== Supplied data ==

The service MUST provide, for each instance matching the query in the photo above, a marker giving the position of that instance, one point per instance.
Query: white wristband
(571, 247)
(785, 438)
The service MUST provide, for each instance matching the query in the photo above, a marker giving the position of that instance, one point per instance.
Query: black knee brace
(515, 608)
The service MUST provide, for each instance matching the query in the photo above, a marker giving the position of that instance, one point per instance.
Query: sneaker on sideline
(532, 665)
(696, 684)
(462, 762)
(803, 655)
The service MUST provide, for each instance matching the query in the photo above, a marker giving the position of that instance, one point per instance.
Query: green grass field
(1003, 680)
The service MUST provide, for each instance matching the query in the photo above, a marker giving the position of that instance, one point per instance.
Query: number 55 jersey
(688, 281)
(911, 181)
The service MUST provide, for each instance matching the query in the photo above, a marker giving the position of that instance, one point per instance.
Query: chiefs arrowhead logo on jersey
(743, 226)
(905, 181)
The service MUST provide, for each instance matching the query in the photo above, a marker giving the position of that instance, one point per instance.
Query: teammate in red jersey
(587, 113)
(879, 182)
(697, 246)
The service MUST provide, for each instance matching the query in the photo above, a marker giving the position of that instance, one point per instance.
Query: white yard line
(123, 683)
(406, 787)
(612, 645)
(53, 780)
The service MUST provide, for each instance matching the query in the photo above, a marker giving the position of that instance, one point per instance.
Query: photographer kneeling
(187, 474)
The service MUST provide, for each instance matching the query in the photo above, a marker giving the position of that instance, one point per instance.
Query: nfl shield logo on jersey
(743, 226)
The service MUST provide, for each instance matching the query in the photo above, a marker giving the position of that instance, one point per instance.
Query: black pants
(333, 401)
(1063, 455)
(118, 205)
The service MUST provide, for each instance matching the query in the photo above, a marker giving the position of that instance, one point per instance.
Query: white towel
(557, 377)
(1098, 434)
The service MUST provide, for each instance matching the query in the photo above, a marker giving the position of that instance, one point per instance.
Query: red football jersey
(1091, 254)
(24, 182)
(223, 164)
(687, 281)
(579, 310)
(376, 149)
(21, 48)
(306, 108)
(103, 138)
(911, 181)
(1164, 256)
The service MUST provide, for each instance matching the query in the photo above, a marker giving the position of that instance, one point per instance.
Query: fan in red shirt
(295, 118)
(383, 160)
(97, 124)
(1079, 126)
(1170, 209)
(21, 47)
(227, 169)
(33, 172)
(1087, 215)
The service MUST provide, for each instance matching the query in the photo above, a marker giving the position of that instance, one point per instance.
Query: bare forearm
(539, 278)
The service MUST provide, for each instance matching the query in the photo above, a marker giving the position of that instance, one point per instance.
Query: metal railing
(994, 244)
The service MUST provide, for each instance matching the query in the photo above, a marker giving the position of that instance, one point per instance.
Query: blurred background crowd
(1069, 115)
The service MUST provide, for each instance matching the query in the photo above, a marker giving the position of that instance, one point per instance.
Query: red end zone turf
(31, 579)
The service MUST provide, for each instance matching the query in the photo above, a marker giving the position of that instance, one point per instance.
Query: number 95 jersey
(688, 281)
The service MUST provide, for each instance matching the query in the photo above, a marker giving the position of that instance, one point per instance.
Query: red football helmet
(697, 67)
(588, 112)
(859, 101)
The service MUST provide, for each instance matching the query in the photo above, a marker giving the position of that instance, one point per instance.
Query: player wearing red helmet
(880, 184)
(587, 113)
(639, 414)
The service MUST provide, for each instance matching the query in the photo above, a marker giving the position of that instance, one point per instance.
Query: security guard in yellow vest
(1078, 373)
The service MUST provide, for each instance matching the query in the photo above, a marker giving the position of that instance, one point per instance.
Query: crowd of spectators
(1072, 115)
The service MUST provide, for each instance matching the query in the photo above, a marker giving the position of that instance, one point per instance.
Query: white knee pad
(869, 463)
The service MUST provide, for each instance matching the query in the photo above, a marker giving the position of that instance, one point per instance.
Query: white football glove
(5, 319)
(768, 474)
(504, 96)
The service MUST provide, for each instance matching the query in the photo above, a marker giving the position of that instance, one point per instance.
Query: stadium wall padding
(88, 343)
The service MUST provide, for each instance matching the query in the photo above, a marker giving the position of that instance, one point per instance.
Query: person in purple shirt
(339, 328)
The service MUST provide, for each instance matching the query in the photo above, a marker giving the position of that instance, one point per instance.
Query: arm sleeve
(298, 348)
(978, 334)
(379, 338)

===

*Problem to solve*: Transcribe the data. Leave every line exactly as it is.

*The answer*:
The service MUST provide, for each instance matching the query in the photo above, a marker giving the position of that instance, one point per instance.
Query: white wristband
(571, 247)
(785, 438)
The service MUST provide, for each instance matching the query in the photo above, a marker giving the position of that instance, one point per instance.
Query: black knee brace
(515, 608)
The service MUST provide, for each instance matching the query in the photo above, a marker giving the position of that instance, one point per instance.
Query: sneaker on sideline
(532, 665)
(696, 684)
(462, 762)
(803, 655)
The service MUST provide, for each instance matching the query in the photo above, a marker giving the position of that instance, one point per instance.
Query: green grass field
(1003, 680)
The service MUST provide, for each instance matching the query in the photo above, a marker giving the position of that instance, one point per instance.
Query: number 55 jersey
(688, 281)
(911, 181)
The service MUST provide, for each instance matching the query in the photo above, a marker giving the position of that instance, one point per instance.
Query: chiefs arrowhead logo on jersey
(743, 226)
(905, 181)
The service MUST provide, for each instance matching the query in the photo above, a marker giving the position of that instance, one point per instance.
Query: teammate in red jersey
(587, 113)
(879, 182)
(697, 246)
The service MUST provide, for each instance matching the query in the photo above, a marker giving the position of that instance, one point per instance.
Query: white yard line
(123, 683)
(406, 787)
(612, 645)
(53, 780)
The service MUST provide, for each instance matching the query in the photo above, a marker giving the position of that instance, one point per instance.
Query: photographer kneeling
(187, 474)
The service MUST provide, for each instance matching the query in the photo above, a marker giving the position of that instance, one point per instance.
Query: nfl shield logo on jersey
(743, 226)
The service MUST provide, for each instance matching the query in the photo above, a marker giving the position of that instance, one point per instance.
Query: black pants
(333, 401)
(1063, 455)
(118, 205)
The service MUST provide, for each instance matching the query in the photo above, a marker giving the position of that instance, one point per instance.
Query: white towel
(557, 377)
(1098, 434)
The service MUST provide, for each instance matching the query in the photo above, a marker giving the position of that instance, one point per instance.
Query: red football jersey
(1091, 254)
(24, 182)
(223, 164)
(687, 281)
(579, 310)
(376, 149)
(21, 48)
(306, 108)
(103, 138)
(911, 181)
(1164, 256)
The service MUST provide, for each instance matching the query in the photo above, a marker giving the position of that instance, one point per instance.
Query: fan in red shirt
(295, 118)
(383, 160)
(97, 124)
(1079, 126)
(1170, 209)
(21, 47)
(227, 169)
(33, 172)
(1087, 215)
The service MUST provide, for each instance matching the query in the photo above, a marker giving the position of that instance, one point per instance.
Query: bare forearm
(539, 278)
The service MUST provide, for each instance matching the query in the photo above, a marker giving the position of that instance, one point per instance.
Query: metal railing
(994, 244)
The service MUST provide, for each instance matching the query in the photo above, a marker giving the position of that instance, one point per instance.
Query: blurred background crowd
(1069, 115)
The service MUST provide, for each instance matching the query in the photo above, a marker giving the position of that instance, one point per instance.
Query: red end zone turf
(31, 579)
The service MUST provide, for each instance matching the query in the photo above, a marker giving the position of that instance, one point per instance.
Query: number 95 jersey
(688, 281)
The service MUST provide, for each instance matching the query in the photo above, a marker giving the position of that instance, one point per instance.
Query: red football helmet
(697, 67)
(588, 112)
(859, 101)
The service MUST provide, for each instance matching the query in the photo above, a marker giving the position of that instance, one point per instance.
Query: player wearing red helmet
(880, 184)
(587, 113)
(639, 414)
The service MUST provide, for each instance matching the query in the photo above, a marker giving the position of that instance, one point per instance.
Query: security guard in yellow vest
(1078, 373)
The service MUST provide, for each instance matching the query in the photo above, a marker giving the position of that instance, one point per instance.
Query: crowd of spectators
(1072, 115)
The service MUST provide, for each instance matching the query in the photo above, a marker giving the position of that instance, one point per instance.
Query: white knee pad
(869, 463)
The service MUST provide, for each instance matching the query in the photo above, a marker giving the position of that instance, one point per instance.
Query: white football glove
(5, 319)
(768, 474)
(504, 96)
The service MUST provide, for each instance matching the query in the photo above, a marker giving the position of that instance, one point per instance.
Query: stadium wall padding
(88, 343)
The service MUST provide, for each instance matching the query in the photo above, a marker giving the position of that instance, one point per instance.
Query: person in purple shirt
(339, 328)
The service MUST provide, for each instance matching the query in the photo above, a marker giving the position of that instance, one point per instance.
Query: arm sleeve
(298, 348)
(978, 334)
(379, 338)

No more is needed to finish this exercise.